• [Requirement] Each line of the data below holding the word "wheel" must be copied.

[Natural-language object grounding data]
▬▬▬▬▬▬▬▬▬▬

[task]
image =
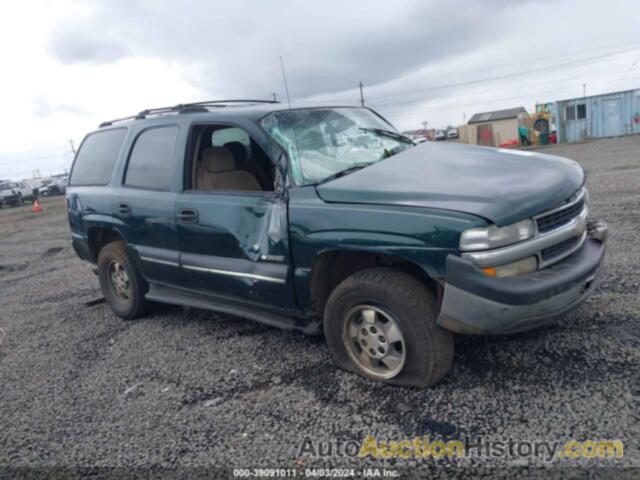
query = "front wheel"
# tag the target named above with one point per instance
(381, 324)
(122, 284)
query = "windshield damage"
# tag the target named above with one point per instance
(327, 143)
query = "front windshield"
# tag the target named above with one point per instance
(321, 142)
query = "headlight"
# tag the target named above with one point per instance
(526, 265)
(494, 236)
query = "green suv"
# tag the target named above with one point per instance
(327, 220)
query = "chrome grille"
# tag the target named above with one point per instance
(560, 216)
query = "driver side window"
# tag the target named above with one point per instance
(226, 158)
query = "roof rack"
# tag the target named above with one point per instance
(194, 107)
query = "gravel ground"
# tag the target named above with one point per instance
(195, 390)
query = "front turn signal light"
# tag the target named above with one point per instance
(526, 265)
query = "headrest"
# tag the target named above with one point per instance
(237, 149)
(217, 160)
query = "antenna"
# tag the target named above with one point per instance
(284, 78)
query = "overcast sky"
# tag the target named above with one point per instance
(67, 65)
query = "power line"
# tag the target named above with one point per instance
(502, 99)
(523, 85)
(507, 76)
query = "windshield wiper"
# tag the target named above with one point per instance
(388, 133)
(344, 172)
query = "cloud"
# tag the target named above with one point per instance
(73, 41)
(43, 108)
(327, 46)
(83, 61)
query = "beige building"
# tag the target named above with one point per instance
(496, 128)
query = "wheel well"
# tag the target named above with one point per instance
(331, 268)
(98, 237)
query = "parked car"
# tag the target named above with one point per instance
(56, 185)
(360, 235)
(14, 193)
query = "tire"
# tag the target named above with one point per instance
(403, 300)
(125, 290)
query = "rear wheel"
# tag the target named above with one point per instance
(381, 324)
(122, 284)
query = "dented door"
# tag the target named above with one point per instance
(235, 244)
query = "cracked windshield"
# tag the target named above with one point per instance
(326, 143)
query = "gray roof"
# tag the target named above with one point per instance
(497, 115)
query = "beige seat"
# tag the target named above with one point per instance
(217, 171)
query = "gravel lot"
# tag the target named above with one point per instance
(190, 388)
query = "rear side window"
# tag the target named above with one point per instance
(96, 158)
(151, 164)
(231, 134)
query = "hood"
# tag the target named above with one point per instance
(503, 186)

▬▬▬▬▬▬▬▬▬▬

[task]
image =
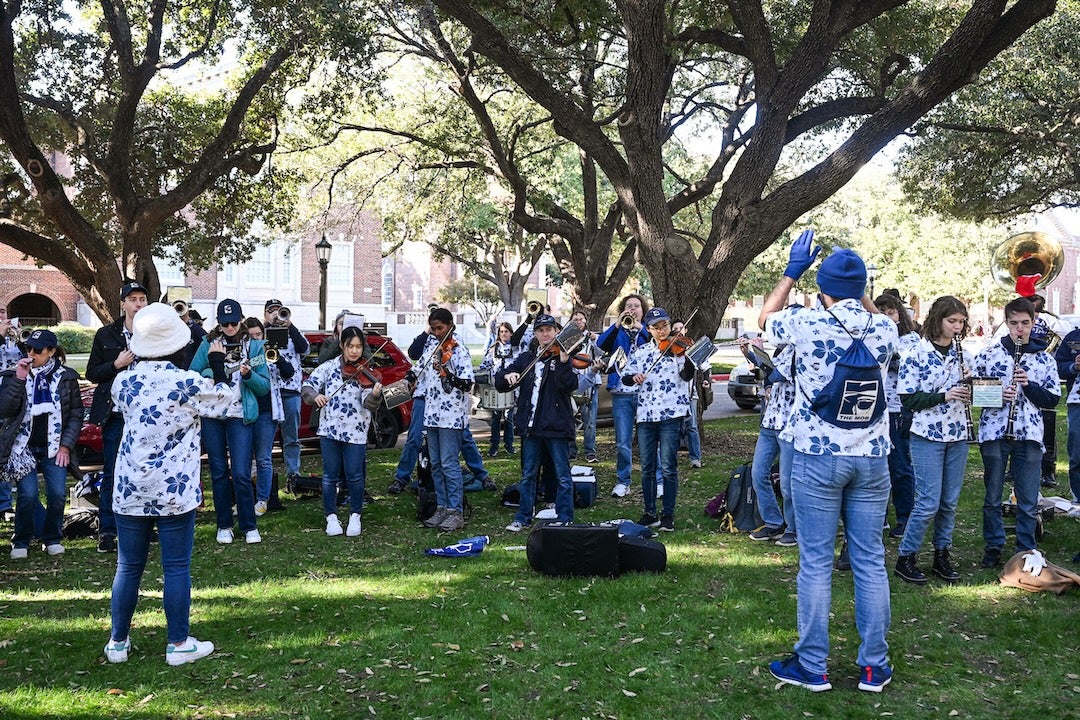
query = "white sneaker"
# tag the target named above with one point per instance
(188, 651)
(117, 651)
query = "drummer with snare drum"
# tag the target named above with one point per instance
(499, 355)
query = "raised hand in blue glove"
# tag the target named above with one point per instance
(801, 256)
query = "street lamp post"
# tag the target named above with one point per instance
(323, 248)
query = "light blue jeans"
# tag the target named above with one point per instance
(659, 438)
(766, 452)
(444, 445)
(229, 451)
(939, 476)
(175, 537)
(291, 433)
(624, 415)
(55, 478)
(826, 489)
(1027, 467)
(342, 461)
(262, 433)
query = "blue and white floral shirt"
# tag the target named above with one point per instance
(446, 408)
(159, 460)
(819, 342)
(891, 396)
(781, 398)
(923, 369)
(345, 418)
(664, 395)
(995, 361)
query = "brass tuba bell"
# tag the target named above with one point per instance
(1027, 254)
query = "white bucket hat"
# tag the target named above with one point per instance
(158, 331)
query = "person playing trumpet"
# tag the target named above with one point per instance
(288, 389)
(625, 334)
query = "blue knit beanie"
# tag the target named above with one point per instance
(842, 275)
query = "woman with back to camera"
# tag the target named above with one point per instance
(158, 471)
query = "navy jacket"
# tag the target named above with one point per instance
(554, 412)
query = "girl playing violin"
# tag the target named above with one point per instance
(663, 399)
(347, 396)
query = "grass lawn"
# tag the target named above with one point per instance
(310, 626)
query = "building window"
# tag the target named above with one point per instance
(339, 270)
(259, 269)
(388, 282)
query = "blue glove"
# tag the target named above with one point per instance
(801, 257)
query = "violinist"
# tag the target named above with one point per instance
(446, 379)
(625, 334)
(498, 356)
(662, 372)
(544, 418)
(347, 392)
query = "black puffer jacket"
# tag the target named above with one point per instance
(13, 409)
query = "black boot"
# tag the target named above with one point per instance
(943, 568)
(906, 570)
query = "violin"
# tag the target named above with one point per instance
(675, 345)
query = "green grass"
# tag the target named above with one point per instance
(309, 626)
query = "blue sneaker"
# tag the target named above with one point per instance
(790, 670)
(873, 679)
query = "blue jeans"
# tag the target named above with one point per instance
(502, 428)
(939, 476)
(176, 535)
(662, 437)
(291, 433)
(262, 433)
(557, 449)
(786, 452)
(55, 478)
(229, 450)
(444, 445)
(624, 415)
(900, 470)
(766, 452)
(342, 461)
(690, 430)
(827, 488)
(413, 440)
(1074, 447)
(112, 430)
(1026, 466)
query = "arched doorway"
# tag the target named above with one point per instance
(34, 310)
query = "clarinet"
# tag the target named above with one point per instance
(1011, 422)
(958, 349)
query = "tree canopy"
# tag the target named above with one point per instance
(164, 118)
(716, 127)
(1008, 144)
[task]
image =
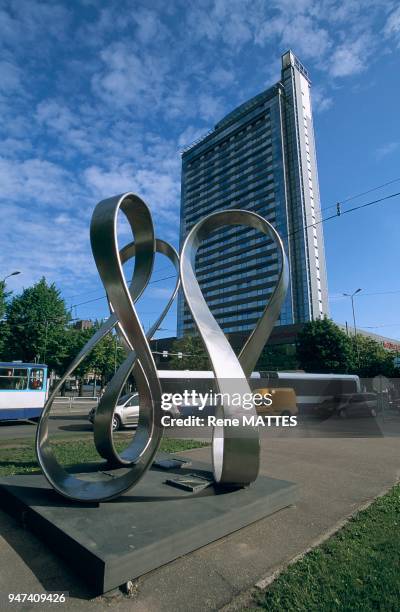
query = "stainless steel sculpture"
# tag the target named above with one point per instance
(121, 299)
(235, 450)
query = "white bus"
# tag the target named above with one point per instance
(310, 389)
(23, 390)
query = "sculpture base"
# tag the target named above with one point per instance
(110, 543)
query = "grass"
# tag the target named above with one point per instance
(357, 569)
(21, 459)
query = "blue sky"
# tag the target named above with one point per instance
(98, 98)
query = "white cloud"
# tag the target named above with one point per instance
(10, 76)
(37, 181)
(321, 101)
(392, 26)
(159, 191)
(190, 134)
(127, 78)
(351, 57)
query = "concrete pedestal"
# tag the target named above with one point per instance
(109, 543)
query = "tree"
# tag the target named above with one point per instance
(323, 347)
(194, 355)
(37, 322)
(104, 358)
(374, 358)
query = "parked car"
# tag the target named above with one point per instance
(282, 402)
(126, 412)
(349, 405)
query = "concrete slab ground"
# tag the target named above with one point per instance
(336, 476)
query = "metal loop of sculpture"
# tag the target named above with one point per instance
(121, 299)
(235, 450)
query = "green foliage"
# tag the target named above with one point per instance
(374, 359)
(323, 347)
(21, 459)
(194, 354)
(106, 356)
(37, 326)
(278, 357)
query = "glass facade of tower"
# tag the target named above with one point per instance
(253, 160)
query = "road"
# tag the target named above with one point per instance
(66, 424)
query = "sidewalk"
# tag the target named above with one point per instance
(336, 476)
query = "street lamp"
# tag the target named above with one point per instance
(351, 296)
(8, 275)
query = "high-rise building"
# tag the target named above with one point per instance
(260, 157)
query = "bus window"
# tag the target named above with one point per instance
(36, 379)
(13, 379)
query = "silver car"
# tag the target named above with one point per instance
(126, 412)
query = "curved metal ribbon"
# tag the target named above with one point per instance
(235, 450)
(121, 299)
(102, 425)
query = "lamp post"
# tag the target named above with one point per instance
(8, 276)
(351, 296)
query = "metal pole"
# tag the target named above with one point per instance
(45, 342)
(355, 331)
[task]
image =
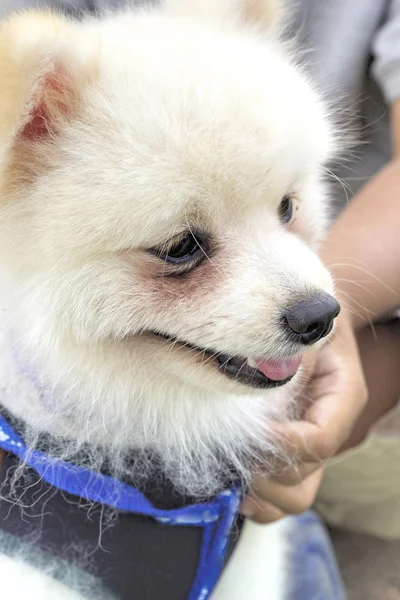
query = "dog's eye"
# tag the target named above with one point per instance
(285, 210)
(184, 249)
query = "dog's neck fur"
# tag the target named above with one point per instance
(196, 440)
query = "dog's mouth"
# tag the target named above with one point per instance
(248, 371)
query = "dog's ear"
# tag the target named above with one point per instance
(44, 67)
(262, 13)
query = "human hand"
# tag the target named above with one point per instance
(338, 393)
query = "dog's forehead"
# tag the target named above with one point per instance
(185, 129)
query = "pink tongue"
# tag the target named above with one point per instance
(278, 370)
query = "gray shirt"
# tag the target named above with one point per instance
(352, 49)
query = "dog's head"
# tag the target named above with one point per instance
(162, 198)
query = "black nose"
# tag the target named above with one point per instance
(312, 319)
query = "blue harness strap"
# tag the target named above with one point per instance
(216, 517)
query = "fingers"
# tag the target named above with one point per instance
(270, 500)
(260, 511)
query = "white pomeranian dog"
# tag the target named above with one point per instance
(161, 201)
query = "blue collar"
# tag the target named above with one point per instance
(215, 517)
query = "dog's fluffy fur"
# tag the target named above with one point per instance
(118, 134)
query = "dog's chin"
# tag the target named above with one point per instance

▬▬▬▬▬▬▬▬▬▬

• [Response to the exercise]
query = "front wheel"
query = "wheel well"
query = "rear wheel"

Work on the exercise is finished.